#### 本文
**********

小5・6年生のことわざは、「12、急がば回れ」「44、怪我の功名」「71、過ぎたるは及ばざるがごとし」などが使えると思いますが、自分の感想の部分に合わせて考えていきましょう。
「手作りで何かを作ったこと」という題名で書きにくい場合は「節分」という題名で書いてもいいでしょう。
中学生〜社会人 2.1週 芸術と点数
美術や音楽に点数がつけられるか、というのがテーマです。作文に点数がつけられるか、ということもあわせて考えられそうです(つけているけど^^;)。
芸術に点数をつけられないというひとつの理由は、芸術はもともと評価されるものではないということがあります。ピカソなども登場したばかりのころはほとんどの人から酷評されました。「どうして顔が横を向いているのに、体が正面を向いているんだ」とかね。
芸術に点数をつけられないもうひとつの理由は、芸術は本来楽しむためのものだからということがあります。音楽の成績が5でも1でもかまわないから、要するにカラオケなどで音楽を楽しむことができればいいのだという考えです。反対理解としては、技術的な進歩は、それなりの指導と評価によって達成されるということになるでしょう。

**********

#### ねらい
本文について答えてください。
1. 小5・6年生向けのことわざのうち、44番は何ですか。
2. 「手作りで何かを作ったこと」という題名で書きにくい場合は、どんな題名で書いてもよいとされていますか。
3. 登場したばかりのころ、ほとんどの人から酷評されたとして名前が挙がっているのは誰ですか。
記録はここでは使いません。

**********

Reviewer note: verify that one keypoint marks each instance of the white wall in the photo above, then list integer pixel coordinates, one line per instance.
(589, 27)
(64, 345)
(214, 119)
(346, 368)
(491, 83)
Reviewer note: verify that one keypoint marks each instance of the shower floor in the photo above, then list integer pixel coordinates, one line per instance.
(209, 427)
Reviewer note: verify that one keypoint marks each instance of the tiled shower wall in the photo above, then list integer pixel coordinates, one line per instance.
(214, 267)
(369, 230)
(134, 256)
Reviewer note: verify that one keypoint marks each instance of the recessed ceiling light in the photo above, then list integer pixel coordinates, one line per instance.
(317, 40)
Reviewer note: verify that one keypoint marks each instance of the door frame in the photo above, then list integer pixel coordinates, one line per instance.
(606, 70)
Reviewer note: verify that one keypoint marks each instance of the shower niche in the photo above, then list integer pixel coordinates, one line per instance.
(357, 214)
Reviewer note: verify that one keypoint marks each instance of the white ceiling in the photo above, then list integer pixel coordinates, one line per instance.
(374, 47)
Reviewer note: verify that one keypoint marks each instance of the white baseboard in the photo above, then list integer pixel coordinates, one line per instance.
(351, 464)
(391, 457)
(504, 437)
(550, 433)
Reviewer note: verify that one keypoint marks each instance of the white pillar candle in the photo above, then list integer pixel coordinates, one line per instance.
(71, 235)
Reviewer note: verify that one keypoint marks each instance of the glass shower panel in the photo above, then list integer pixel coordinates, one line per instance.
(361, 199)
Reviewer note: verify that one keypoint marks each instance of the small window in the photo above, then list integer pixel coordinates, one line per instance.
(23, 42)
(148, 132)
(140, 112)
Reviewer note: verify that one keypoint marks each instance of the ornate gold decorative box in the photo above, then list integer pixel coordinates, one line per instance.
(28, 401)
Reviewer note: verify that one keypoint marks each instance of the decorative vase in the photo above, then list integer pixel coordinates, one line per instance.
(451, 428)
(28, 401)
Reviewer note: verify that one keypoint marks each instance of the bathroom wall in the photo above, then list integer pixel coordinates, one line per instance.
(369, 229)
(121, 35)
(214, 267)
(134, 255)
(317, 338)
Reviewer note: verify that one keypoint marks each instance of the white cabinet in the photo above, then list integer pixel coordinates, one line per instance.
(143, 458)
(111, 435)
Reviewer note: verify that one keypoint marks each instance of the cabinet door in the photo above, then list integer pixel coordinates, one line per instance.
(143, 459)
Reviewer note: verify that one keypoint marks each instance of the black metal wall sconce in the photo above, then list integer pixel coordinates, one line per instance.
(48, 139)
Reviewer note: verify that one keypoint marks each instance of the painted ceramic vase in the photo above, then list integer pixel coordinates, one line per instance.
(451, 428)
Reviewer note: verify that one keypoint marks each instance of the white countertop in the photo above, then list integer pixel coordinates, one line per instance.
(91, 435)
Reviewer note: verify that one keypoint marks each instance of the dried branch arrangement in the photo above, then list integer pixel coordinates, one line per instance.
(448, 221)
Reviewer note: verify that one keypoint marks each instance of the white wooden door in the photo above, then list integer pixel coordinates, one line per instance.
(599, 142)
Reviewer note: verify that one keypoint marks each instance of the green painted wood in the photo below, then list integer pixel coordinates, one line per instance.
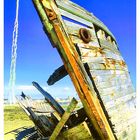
(66, 6)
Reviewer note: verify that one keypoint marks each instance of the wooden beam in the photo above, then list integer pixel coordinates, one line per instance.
(63, 120)
(53, 103)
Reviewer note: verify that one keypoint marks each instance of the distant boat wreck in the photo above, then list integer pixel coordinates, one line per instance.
(99, 73)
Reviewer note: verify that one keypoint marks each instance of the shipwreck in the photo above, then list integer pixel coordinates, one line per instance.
(99, 74)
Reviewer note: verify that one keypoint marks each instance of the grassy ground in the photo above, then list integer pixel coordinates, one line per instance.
(15, 121)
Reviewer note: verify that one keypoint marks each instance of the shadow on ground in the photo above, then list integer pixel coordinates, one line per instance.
(21, 132)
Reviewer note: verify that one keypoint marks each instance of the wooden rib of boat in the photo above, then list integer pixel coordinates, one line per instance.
(99, 73)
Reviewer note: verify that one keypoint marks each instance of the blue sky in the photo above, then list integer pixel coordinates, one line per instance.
(37, 59)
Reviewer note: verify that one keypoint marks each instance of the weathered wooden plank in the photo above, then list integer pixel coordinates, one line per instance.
(119, 101)
(99, 53)
(54, 104)
(110, 45)
(106, 66)
(103, 78)
(81, 132)
(112, 83)
(63, 120)
(44, 130)
(73, 29)
(66, 6)
(109, 72)
(102, 49)
(57, 75)
(77, 40)
(75, 18)
(116, 89)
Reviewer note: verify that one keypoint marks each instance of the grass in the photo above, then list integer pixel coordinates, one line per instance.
(15, 121)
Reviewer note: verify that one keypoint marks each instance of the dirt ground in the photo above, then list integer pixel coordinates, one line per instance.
(16, 122)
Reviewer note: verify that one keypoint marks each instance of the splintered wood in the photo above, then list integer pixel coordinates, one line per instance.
(98, 71)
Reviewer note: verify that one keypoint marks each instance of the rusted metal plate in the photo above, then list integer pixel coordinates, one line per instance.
(95, 65)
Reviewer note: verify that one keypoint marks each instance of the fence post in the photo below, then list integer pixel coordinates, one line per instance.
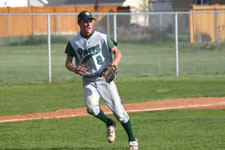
(176, 43)
(49, 50)
(115, 26)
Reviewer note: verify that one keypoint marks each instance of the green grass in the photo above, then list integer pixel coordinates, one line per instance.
(146, 73)
(156, 130)
(29, 63)
(37, 97)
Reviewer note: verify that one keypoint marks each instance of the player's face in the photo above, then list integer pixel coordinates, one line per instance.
(86, 26)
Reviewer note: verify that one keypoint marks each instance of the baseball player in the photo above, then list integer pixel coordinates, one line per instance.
(93, 51)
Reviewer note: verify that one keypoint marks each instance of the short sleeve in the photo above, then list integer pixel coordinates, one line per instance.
(111, 43)
(69, 50)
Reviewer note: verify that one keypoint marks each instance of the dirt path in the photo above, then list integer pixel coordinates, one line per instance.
(179, 103)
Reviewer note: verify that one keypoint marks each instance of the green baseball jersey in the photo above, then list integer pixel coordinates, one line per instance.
(93, 51)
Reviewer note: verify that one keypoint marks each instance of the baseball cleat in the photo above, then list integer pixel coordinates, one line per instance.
(133, 144)
(110, 132)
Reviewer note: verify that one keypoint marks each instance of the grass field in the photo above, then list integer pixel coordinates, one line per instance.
(146, 73)
(29, 63)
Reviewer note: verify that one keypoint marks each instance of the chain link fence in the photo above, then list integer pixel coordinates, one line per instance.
(162, 43)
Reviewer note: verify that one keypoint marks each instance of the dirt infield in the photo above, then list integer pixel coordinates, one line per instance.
(179, 103)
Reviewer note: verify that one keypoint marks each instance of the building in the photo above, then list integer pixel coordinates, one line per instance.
(22, 3)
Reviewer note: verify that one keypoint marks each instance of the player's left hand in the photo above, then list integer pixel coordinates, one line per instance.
(109, 73)
(80, 70)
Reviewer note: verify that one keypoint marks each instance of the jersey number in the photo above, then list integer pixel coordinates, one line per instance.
(99, 60)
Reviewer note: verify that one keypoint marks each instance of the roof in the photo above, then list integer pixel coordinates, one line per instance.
(84, 2)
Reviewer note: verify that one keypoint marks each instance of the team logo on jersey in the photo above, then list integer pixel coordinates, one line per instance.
(86, 54)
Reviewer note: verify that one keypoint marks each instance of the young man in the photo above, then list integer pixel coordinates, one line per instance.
(93, 52)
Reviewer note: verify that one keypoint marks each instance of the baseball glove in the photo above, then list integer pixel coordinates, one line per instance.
(109, 73)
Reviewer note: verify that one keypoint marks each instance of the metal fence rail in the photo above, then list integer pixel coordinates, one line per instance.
(188, 33)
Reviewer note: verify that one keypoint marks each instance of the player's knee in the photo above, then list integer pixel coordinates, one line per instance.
(123, 118)
(93, 111)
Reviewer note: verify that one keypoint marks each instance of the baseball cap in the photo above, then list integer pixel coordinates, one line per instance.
(83, 15)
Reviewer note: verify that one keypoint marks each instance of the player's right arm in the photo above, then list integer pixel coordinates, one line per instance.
(69, 64)
(76, 69)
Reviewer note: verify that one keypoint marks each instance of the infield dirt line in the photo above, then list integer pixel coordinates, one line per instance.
(179, 103)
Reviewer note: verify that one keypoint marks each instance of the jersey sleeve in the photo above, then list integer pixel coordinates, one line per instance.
(69, 50)
(111, 43)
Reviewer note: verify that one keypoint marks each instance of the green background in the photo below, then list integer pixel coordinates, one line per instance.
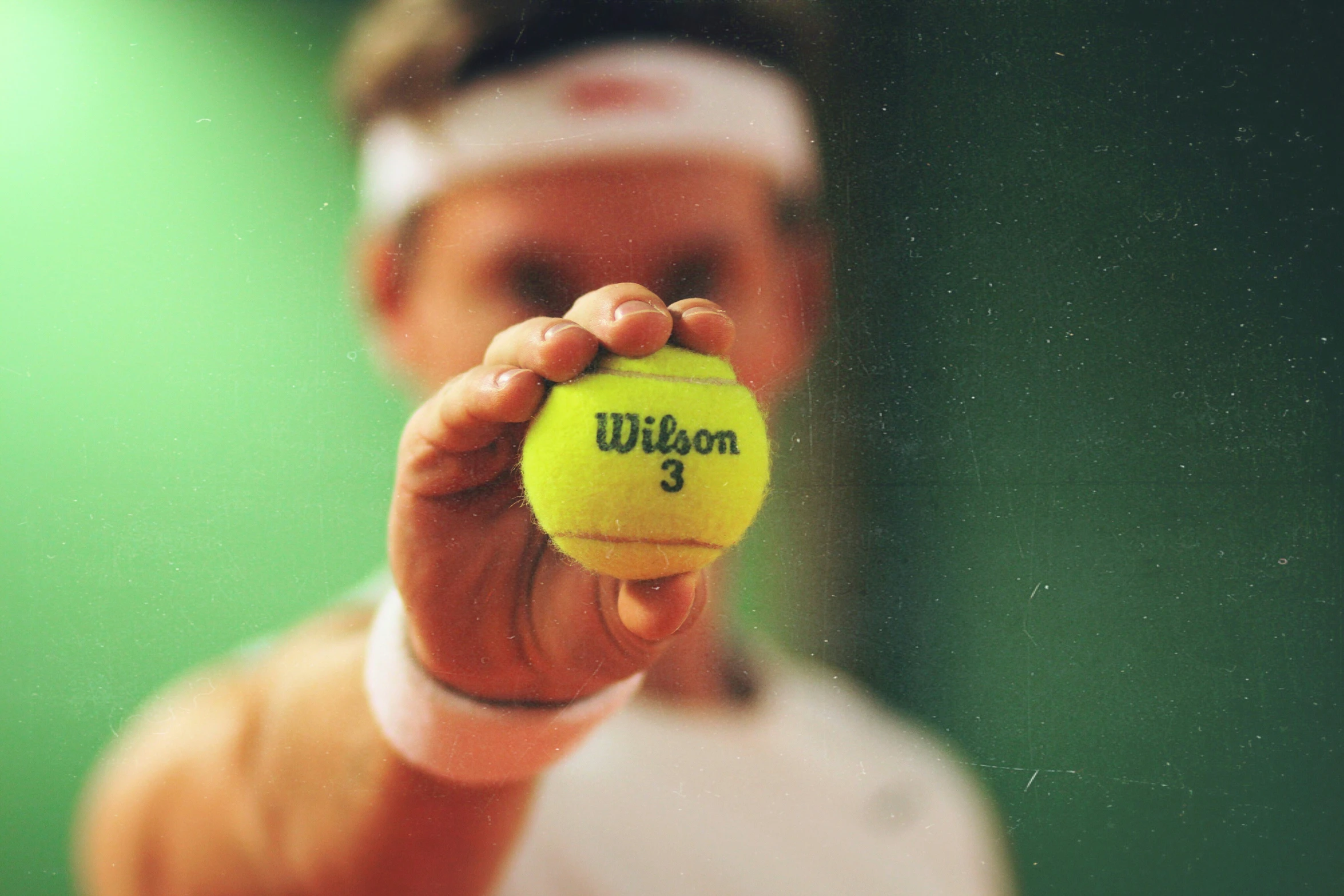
(1073, 457)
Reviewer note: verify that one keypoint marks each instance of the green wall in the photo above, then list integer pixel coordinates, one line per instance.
(1095, 313)
(1076, 445)
(194, 447)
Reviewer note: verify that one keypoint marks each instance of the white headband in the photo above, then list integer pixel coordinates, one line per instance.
(648, 98)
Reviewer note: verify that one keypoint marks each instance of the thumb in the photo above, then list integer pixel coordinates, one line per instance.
(656, 609)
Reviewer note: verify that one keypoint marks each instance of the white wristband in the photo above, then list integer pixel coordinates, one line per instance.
(454, 736)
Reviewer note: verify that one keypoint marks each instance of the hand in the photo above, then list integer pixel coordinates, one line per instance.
(495, 610)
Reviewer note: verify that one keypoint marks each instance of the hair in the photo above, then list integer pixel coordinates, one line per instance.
(409, 54)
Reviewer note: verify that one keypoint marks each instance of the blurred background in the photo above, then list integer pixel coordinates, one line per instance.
(1070, 468)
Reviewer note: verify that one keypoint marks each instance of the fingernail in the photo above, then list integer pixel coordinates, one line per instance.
(634, 306)
(699, 310)
(557, 328)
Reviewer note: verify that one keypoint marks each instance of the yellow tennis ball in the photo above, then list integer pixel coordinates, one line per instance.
(646, 468)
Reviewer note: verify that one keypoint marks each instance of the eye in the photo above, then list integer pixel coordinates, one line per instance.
(540, 285)
(693, 276)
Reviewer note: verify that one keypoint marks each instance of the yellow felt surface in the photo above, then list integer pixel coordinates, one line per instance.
(609, 509)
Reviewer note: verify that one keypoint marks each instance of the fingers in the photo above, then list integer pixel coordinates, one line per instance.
(454, 443)
(625, 317)
(703, 327)
(553, 347)
(658, 609)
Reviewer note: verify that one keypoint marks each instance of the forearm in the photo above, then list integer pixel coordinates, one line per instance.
(273, 778)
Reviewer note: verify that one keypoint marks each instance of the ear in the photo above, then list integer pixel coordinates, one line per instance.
(381, 278)
(808, 257)
(790, 327)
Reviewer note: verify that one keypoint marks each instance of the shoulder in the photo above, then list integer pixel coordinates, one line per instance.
(908, 768)
(812, 787)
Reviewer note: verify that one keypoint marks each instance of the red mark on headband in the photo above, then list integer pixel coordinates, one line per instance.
(612, 93)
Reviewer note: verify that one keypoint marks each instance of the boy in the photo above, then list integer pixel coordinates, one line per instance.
(655, 160)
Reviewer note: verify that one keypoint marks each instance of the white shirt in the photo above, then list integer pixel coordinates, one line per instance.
(813, 789)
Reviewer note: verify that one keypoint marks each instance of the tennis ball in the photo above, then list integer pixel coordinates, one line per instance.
(651, 467)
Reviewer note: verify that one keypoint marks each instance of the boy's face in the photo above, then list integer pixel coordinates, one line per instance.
(494, 253)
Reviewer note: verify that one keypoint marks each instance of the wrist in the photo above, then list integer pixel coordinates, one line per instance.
(460, 738)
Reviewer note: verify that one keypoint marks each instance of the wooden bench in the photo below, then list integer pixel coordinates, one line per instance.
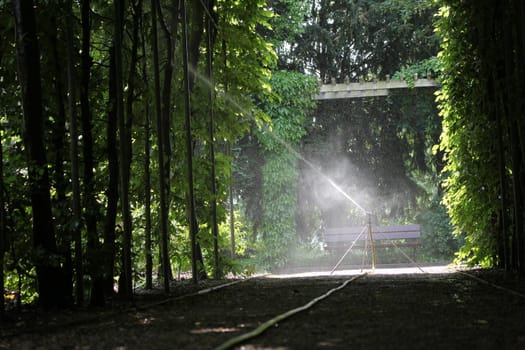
(383, 236)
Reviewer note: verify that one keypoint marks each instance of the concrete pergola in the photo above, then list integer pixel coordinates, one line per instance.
(369, 89)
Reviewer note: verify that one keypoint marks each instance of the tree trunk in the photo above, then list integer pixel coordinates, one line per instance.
(112, 192)
(127, 284)
(213, 180)
(90, 203)
(75, 184)
(192, 218)
(58, 139)
(50, 278)
(147, 178)
(165, 263)
(2, 229)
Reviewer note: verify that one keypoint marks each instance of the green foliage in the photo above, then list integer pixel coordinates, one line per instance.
(468, 139)
(365, 39)
(280, 174)
(428, 68)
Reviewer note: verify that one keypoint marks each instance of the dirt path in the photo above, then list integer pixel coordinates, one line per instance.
(407, 311)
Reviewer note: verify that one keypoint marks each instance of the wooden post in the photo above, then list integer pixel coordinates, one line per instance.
(371, 239)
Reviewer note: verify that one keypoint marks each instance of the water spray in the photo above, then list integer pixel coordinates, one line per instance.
(288, 147)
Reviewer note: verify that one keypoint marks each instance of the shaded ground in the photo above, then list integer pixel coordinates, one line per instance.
(380, 311)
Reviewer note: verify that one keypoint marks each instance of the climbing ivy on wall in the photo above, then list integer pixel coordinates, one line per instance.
(482, 108)
(288, 110)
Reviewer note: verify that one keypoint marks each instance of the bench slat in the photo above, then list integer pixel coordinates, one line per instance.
(350, 234)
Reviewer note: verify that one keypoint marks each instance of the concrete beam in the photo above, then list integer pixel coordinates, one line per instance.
(368, 89)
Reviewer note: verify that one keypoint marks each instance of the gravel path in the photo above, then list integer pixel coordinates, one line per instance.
(379, 311)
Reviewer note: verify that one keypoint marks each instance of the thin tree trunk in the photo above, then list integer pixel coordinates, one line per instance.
(165, 264)
(147, 178)
(2, 229)
(73, 131)
(90, 203)
(58, 137)
(124, 154)
(50, 279)
(112, 192)
(213, 180)
(189, 149)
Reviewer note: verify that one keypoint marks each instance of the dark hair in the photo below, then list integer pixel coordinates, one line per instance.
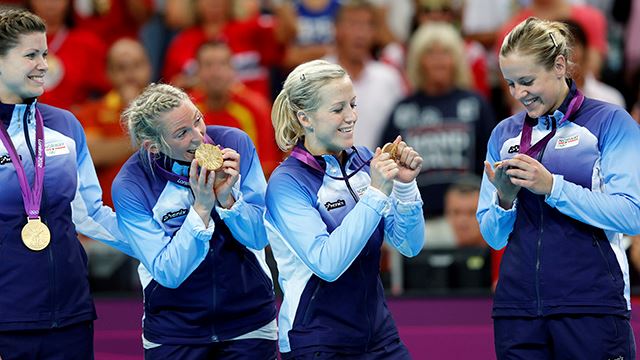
(15, 22)
(69, 16)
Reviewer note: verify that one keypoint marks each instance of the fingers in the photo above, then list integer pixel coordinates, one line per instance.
(398, 140)
(193, 172)
(489, 170)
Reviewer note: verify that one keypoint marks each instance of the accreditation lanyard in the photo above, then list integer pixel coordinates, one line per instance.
(31, 196)
(305, 157)
(527, 129)
(173, 177)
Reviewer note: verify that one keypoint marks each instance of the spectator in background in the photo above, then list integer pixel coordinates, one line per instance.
(378, 85)
(481, 19)
(129, 72)
(113, 19)
(313, 23)
(252, 41)
(75, 54)
(225, 101)
(458, 228)
(583, 75)
(449, 11)
(447, 123)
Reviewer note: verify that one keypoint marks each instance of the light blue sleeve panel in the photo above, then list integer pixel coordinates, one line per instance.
(291, 211)
(245, 217)
(169, 259)
(89, 215)
(617, 206)
(404, 224)
(495, 222)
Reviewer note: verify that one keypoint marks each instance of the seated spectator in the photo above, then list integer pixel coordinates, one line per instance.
(312, 21)
(449, 11)
(129, 72)
(378, 85)
(458, 227)
(447, 123)
(225, 101)
(252, 41)
(583, 75)
(113, 19)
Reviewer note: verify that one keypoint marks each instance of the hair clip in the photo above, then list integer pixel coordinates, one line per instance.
(553, 40)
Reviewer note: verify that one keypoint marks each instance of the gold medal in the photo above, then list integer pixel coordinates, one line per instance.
(209, 156)
(391, 149)
(35, 234)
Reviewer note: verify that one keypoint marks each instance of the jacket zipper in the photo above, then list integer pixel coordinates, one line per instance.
(52, 277)
(540, 235)
(362, 272)
(538, 246)
(214, 337)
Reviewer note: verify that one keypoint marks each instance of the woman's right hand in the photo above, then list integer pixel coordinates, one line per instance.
(383, 170)
(507, 192)
(202, 186)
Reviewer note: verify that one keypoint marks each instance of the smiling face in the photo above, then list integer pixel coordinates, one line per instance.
(540, 90)
(22, 69)
(183, 129)
(334, 120)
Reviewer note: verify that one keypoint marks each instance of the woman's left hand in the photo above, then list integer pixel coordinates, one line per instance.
(409, 161)
(529, 173)
(226, 177)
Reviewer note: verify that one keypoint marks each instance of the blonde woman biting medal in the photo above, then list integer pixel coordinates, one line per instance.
(191, 202)
(49, 193)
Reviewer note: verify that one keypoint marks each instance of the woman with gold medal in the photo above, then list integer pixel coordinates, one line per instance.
(190, 201)
(49, 193)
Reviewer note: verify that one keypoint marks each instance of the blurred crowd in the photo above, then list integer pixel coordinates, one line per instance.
(424, 69)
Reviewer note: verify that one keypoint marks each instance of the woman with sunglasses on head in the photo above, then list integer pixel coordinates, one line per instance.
(561, 186)
(49, 193)
(195, 224)
(329, 207)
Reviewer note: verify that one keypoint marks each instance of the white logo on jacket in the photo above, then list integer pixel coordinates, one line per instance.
(56, 148)
(568, 142)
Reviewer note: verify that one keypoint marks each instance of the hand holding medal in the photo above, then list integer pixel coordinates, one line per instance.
(209, 156)
(408, 160)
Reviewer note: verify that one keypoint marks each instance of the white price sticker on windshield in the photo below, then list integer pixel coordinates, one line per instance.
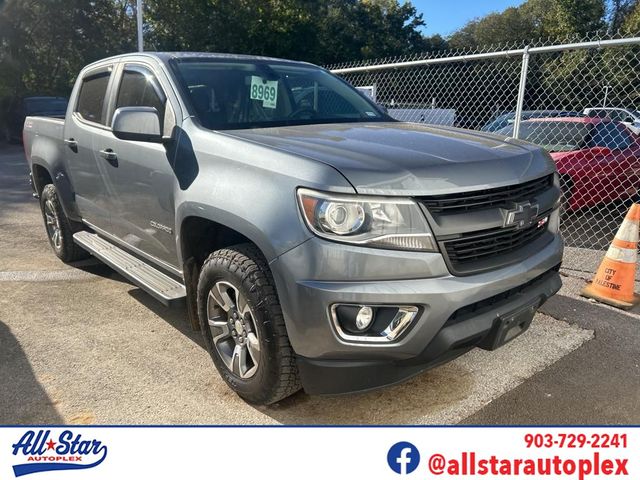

**********

#### 解答
1. 怪我の功名
2. 「節分」
3. ピカソ